◆ ACTION ITEM ◆
Which lines in the records below hold the word "stack"? Copy each of them.

◆ PROVIDED MATERIAL ◆
====================

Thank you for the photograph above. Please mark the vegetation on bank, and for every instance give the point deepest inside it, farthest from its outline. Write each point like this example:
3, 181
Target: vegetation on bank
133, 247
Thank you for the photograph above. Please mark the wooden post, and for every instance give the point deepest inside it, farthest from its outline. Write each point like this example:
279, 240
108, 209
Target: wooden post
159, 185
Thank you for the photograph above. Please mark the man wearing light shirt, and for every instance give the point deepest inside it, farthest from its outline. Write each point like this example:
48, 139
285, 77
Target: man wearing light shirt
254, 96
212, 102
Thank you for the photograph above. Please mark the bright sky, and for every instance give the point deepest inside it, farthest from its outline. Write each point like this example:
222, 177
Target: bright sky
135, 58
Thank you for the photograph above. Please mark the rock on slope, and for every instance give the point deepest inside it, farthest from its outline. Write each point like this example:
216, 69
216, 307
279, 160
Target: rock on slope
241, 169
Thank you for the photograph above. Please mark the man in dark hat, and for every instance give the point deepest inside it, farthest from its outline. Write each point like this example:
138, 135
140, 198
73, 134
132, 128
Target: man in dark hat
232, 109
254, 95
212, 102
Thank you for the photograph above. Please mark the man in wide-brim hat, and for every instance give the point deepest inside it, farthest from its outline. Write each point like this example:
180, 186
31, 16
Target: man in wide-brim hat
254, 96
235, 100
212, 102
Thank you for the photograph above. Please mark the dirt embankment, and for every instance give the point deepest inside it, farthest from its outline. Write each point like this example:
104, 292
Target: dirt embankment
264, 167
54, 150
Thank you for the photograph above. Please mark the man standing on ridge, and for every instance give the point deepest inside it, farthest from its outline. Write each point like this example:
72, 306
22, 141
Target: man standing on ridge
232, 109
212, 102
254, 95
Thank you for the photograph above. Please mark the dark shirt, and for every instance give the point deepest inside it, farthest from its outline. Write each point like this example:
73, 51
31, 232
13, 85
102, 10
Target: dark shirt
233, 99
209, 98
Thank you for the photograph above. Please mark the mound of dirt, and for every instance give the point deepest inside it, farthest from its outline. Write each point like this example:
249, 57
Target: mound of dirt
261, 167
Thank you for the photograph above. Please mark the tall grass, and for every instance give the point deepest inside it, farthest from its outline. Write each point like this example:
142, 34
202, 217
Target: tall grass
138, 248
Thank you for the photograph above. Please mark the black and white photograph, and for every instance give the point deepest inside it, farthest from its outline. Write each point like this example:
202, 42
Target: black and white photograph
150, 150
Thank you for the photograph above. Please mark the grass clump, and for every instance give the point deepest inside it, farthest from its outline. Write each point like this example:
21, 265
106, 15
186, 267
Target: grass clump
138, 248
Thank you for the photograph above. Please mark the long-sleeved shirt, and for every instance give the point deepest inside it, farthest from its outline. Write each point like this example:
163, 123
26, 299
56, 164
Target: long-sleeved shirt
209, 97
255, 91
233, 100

====================

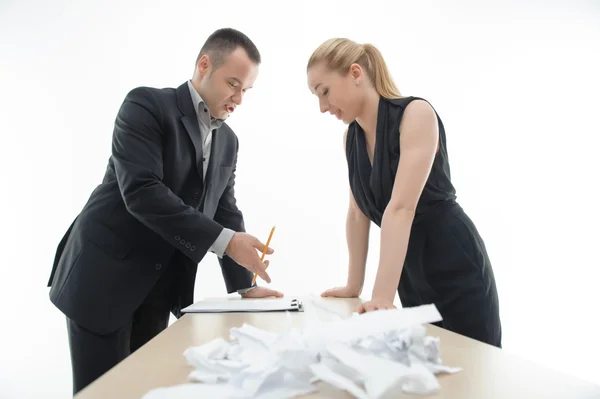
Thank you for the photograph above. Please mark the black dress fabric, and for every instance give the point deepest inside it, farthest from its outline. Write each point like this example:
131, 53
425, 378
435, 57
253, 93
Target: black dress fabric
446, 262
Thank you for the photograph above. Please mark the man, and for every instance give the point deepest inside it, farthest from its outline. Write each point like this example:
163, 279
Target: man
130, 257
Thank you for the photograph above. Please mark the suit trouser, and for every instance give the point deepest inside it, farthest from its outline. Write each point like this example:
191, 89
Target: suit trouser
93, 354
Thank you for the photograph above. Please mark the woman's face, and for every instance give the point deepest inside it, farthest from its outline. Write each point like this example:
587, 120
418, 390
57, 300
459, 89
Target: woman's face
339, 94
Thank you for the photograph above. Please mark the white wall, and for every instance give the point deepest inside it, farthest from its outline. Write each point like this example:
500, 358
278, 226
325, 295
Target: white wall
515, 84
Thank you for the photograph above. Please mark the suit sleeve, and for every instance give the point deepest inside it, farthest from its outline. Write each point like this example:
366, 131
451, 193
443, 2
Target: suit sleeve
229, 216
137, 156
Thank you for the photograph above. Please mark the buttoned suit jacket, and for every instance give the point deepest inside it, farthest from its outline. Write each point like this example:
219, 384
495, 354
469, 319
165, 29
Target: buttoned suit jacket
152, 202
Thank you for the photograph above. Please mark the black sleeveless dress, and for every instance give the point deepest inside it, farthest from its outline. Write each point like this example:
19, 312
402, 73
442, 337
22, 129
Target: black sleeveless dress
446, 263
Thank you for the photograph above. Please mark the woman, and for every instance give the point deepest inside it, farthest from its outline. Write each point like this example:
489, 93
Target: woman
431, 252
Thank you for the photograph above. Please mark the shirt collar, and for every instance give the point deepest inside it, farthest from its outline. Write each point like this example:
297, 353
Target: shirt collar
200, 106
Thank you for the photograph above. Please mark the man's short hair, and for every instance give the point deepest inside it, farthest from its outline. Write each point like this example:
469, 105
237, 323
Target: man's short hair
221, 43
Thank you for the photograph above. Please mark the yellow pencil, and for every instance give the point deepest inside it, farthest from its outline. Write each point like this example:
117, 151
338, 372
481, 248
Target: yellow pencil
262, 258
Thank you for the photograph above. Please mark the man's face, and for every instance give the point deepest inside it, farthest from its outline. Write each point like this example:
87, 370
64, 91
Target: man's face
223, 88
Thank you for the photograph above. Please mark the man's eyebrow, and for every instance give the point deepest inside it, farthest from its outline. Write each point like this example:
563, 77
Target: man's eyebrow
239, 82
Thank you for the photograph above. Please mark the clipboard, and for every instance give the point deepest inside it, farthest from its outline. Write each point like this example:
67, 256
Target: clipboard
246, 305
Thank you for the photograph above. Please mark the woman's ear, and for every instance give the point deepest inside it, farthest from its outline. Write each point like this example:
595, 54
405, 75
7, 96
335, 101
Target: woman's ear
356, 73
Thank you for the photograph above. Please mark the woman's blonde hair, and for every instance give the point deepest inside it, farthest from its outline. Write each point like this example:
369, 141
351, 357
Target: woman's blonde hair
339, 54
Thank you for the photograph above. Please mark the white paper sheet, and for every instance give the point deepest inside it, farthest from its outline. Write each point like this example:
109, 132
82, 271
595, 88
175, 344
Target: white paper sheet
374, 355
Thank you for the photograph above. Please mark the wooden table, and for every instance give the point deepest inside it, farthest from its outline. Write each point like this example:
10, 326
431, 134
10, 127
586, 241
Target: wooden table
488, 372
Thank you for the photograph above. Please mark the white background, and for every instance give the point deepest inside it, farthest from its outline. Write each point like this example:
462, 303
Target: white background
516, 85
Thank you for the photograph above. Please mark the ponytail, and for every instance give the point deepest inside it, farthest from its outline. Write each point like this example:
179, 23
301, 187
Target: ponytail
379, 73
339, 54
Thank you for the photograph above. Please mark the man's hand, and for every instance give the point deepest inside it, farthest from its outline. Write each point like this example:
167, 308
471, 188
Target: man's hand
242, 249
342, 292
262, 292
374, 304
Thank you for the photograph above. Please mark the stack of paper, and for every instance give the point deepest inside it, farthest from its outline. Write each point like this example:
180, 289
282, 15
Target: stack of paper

====================

◆ EXERCISE RESULT ◆
Thank you for the photograph above. Please mark the stack of paper, and for every instance give the point deepest inside it, farthest from its outline. Write each point like this example:
Target: stack of paper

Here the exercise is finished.